- Goal:
Set down the full listing exactly, character for character.

- Dataset extract:
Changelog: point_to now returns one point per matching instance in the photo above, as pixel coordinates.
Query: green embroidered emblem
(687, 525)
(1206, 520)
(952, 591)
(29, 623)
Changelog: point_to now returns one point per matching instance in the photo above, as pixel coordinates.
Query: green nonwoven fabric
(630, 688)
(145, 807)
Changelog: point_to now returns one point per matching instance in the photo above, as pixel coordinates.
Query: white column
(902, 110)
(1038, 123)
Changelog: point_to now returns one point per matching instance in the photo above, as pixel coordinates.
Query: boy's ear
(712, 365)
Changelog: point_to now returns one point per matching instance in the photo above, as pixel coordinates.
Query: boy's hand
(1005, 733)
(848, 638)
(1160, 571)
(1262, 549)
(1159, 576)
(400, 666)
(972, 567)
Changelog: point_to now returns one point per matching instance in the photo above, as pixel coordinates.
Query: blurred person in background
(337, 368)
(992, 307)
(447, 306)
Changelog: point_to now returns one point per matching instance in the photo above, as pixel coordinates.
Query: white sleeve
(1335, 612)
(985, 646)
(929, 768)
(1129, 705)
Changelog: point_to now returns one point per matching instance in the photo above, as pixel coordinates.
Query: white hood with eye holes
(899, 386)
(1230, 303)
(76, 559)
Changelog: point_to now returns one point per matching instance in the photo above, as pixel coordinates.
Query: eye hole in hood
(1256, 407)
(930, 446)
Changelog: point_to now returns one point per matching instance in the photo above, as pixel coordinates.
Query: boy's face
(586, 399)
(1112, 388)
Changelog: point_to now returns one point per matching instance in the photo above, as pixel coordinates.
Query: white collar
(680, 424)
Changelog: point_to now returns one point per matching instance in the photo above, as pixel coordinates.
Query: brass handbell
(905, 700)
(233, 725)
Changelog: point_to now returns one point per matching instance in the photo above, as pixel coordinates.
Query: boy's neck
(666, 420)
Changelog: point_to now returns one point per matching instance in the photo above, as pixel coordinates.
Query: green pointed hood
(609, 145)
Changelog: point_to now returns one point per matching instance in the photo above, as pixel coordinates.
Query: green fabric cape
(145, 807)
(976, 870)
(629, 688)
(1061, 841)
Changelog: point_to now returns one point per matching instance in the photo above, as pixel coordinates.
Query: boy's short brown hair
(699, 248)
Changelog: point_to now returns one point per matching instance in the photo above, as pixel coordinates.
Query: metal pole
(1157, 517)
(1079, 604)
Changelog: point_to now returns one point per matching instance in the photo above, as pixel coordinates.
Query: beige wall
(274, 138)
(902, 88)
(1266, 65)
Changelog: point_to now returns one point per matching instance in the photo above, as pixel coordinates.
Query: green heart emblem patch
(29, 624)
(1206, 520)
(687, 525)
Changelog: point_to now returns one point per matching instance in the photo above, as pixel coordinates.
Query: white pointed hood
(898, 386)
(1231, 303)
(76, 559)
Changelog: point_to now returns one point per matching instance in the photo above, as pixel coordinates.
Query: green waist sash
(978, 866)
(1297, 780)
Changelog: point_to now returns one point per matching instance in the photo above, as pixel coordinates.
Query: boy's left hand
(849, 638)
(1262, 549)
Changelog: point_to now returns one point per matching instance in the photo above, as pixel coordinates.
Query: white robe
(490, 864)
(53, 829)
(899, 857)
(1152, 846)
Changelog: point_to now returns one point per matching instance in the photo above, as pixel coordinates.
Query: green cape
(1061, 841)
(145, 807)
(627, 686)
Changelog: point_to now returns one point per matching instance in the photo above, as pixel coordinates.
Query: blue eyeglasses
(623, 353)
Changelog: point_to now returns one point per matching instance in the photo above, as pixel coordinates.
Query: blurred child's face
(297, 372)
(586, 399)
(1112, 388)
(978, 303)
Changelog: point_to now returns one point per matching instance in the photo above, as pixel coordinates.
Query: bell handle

- Expected answer:
Changelog: point_to now returns one point per matching instance in the photo above, as pixel coordinates.
Query: green embroidered emblem
(687, 525)
(1206, 520)
(952, 591)
(29, 623)
Changelog: point_to now returns one point per matching instance in the photo above, as pixel coordinates.
Query: green nonwoven fabric
(630, 688)
(145, 807)
Changelog: point_to now returns one point per matching instance in the photo above, as pixel coordinates.
Query: white column
(902, 110)
(1038, 123)
Changelog: point_to now returns one point per matching instance in the photo above, as pixel coordinates.
Query: boy's ear
(712, 365)
Changelog: point_to now returns one point per matching instance in the photo above, as pixel coordinates.
Query: boy's hand
(1005, 733)
(848, 638)
(1160, 571)
(1262, 549)
(1159, 576)
(400, 666)
(972, 567)
Changelog: point_to now returns one point per matching instance in the photo above, as pixel coordinates.
Query: blurred person in background
(337, 368)
(992, 307)
(447, 306)
Changelog: point_to now returns one point per matching instance in the photo above, as pixel coordinates.
Query: white sleeve
(1335, 612)
(985, 646)
(929, 768)
(1129, 705)
Changelog: point_to now returns one point per matching instance in the photo above, as pixel coordinates.
Query: white hood with eye holes
(899, 386)
(1230, 303)
(76, 559)
Changelog: point_to now returns one point per matching instance in the photo above, as pixel coordinates.
Query: eye hole in hood
(1256, 407)
(930, 446)
Changelog: point_to now returns one point per matching instance in the photo above, as pixel coordinates.
Query: boy's face
(586, 399)
(1112, 388)
Changelog: point_to now returns one point per matching instance in the photo above, as pixel coordinates.
Query: white collar
(680, 424)
Changelog: point_to now returns one point per matching instance in the photo above, as pixel coordinates.
Query: brass handbell
(905, 700)
(233, 725)
Changelog: point_to now returns one point per matching instance in the photo above, as pixel coordinates.
Query: boy's neck
(666, 420)
Changelog: point_to now returns one point per matching instance in the photo above, as pixel coordinates.
Query: green pointed hood
(609, 145)
Changelog: point_to now returns one point per matching instance in the photo above, as pixel coordinates.
Query: green fabric cape
(145, 807)
(976, 870)
(629, 688)
(1061, 841)
Changelog: point_to now returns one point per matching instance in the photo above, as pixel coordinates.
Query: boy's short brown hair
(699, 248)
Changelog: point_to now returns one point per matching instance in the photo above, as pixel coordinates.
Query: metal pole
(1157, 517)
(1079, 604)
Changelog: point_to now returns one point per matching instance in the photo above, as pixel coordinates.
Query: beige wall
(274, 138)
(902, 88)
(1266, 65)
Changelog: point_to now returns one point per matching instance in the photo above, as pixel coordinates.
Query: green heart emblem patch
(29, 624)
(1206, 520)
(687, 525)
Changelog: point_to now returns one point per matching instance in the photo above, as pixel coordinates.
Query: white pointed hood
(898, 386)
(1231, 303)
(76, 559)
Changelog: point_to now returns one point per matching instance in the photo above, as pixel coordinates.
Query: green waist sash
(978, 866)
(1297, 780)
Changelog: point_to now returns one point per matching instance in the photo above, as pixel coordinates.
Query: boy's left hand
(849, 638)
(1262, 549)
Changelog: point_to now returns one point per matching instance in the photo above, as pixel coordinates.
Query: white robe
(490, 864)
(53, 829)
(899, 857)
(1152, 846)
Changelog: point_to now returns one point per matching instance in the photo above, as pixel coordinates.
Query: green cape
(1061, 841)
(145, 807)
(627, 686)
Changelog: point_to now returns one point per matching instance in the photo above, as pixel coordinates.
Query: blue eyeglasses
(623, 353)
Changelog: point_to now returns one point per matching instance in the photo above, as pixel coordinates.
Query: blurred child's face
(297, 372)
(586, 399)
(1112, 388)
(978, 303)
Changelog: point_to now returns one point per matching instance in the photo above, as pixel coordinates.
Query: bell handle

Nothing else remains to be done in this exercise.